Dataset entries:
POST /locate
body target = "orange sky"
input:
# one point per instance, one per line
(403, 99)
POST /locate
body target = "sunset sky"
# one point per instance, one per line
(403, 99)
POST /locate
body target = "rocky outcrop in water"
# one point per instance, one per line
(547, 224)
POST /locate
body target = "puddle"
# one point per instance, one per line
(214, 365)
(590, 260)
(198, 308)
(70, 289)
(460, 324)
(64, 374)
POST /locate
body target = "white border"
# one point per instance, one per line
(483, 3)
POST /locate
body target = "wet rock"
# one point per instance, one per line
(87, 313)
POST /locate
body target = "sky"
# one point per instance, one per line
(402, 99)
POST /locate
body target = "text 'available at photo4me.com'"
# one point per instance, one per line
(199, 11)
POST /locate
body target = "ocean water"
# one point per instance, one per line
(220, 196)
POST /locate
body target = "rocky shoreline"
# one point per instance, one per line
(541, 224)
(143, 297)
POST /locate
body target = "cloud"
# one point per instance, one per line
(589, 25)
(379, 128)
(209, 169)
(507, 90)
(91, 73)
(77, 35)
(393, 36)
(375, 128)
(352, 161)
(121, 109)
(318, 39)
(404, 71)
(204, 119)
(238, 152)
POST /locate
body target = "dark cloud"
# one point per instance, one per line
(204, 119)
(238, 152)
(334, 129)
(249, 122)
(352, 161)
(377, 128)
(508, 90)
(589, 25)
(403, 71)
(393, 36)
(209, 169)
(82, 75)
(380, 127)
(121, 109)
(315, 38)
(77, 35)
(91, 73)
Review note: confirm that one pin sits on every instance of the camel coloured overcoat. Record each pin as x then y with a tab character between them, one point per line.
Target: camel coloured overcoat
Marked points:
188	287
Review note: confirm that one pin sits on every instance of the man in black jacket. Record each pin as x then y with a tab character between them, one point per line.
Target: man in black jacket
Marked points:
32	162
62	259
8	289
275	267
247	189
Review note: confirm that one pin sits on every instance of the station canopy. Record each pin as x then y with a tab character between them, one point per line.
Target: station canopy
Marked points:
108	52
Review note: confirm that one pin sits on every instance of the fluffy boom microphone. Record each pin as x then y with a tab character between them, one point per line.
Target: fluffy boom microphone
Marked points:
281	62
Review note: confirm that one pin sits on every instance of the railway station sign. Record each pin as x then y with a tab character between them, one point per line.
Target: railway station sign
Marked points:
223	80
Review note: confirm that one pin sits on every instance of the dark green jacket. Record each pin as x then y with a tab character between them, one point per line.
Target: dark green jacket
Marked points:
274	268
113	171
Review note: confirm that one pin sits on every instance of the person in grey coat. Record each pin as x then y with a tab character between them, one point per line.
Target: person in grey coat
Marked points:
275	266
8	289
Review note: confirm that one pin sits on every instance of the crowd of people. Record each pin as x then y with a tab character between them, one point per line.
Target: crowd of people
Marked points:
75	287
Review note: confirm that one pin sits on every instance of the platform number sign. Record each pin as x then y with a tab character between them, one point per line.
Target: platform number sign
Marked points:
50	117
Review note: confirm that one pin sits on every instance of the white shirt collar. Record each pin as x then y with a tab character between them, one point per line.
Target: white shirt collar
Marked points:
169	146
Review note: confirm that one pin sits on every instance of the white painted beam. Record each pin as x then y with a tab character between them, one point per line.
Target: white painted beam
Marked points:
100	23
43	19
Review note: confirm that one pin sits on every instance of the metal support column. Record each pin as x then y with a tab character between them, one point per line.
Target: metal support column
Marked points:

AIM OF THE EXERCISE: Copy out the data shown above without altering anything.

RESULT OF THE TASK:
POST /locate
body target = "orange sky"
input:
# one point per instance, one per line
(403, 99)
POST /locate
body target = "sunset sky"
# one point per instance, one per line
(403, 99)
POST /locate
body target = "rocky outcrop in water"
# one point per instance, one per line
(547, 224)
POST /locate
body target = "puddle"
# one point per instance, one per line
(214, 365)
(590, 260)
(198, 308)
(70, 289)
(460, 324)
(64, 374)
POST /locate
body target = "white border"
# one point per instance, one per line
(483, 3)
POST /locate
body target = "wet rock"
# one point per instance, one per line
(87, 313)
POST /locate
body target = "sky"
# one point per instance, one per line
(402, 99)
POST /locate
body target = "text 'available at photo4me.com'"
# one point per instance, one per line
(199, 11)
POST /locate
body target = "ocean water"
# one point per instance, one per line
(220, 196)
POST /locate
body target = "rocky shoreline"
# one point per instance, one per line
(541, 224)
(143, 297)
POST /locate
body target = "cloud"
# one point per instance, one per line
(589, 25)
(379, 128)
(209, 169)
(507, 90)
(91, 73)
(77, 35)
(393, 36)
(375, 128)
(352, 161)
(121, 109)
(318, 39)
(404, 71)
(204, 119)
(238, 152)
POST /locate
body target = "dark cloud"
# one point per instance, one per line
(204, 119)
(238, 152)
(334, 129)
(249, 122)
(352, 161)
(377, 128)
(508, 90)
(589, 25)
(403, 71)
(393, 36)
(209, 169)
(82, 75)
(380, 127)
(121, 109)
(315, 38)
(77, 35)
(91, 73)
Review note: confirm that one pin sits on every instance of the camel coloured overcoat. Record each pin as x then y with a tab character between them, one point per line.
Target: camel coloured overcoat
Marked points:
188	287
Review note: confirm that one pin sits on every instance of the man in black jacket. Record each pin as x then y with a tab character between them, one point per line.
Target: man in black jacket
Marked points:
32	162
62	259
8	289
275	267
247	189
Review note: confirm that one pin sits on every instance of the station canopy. Record each pin as x then y with a tab character between them, one point per line.
Target: station canopy
Marked points:
108	52
Review note: confirm that one pin sits on every instance of the fluffy boom microphone. Record each pin as x then y with a tab character between them, one point per line.
Target: fluffy boom microphone
Marked points:
281	62
Review note: confirm that one pin sits on every instance of the railway station sign. Record each pin as x then y with a tab character between them, one point per line.
Target: railway station sign
Marked points:
223	80
Review note: confirm that one pin sits on every instance of the dark green jacket. Record each pin as x then y with a tab character between them, one point per line.
Target: dark green jacket
Marked points:
274	268
113	171
Review note: confirm that one pin sits on every instance of the person in grey coat. Record each pin as x then y with a tab character between them, one point per line.
Target: person in grey coat
Marked points:
275	266
8	289
Review note: confirm that one pin sits on every instance of the crowd of people. Record each pin as x then y with a tab character between them, one point per line.
Target: crowd of people
Marked points:
75	287
Review note: confirm that one pin sits on every instance of the platform number sign. Record each pin as x then y with a tab character between them, one point per line.
Target: platform number sign
Marked points:
50	117
Review note: confirm that one pin sits on every instance of the white shirt collar. Record each pin as x then y with a tab character between them, one point per line.
Target: white shirt collar
Marked points:
169	146
Review note: confirm that one pin sits on every instance of the white painted beam. Record each pin as x then y with a tab character between them, one point per line.
Target: white painted beam
Marked points:
100	23
43	19
Review note: confirm that one pin sits on every instance of the metal support column. Record each pin as x then y with a tab character between them, one point per line.
Target: metal support column
Marked points:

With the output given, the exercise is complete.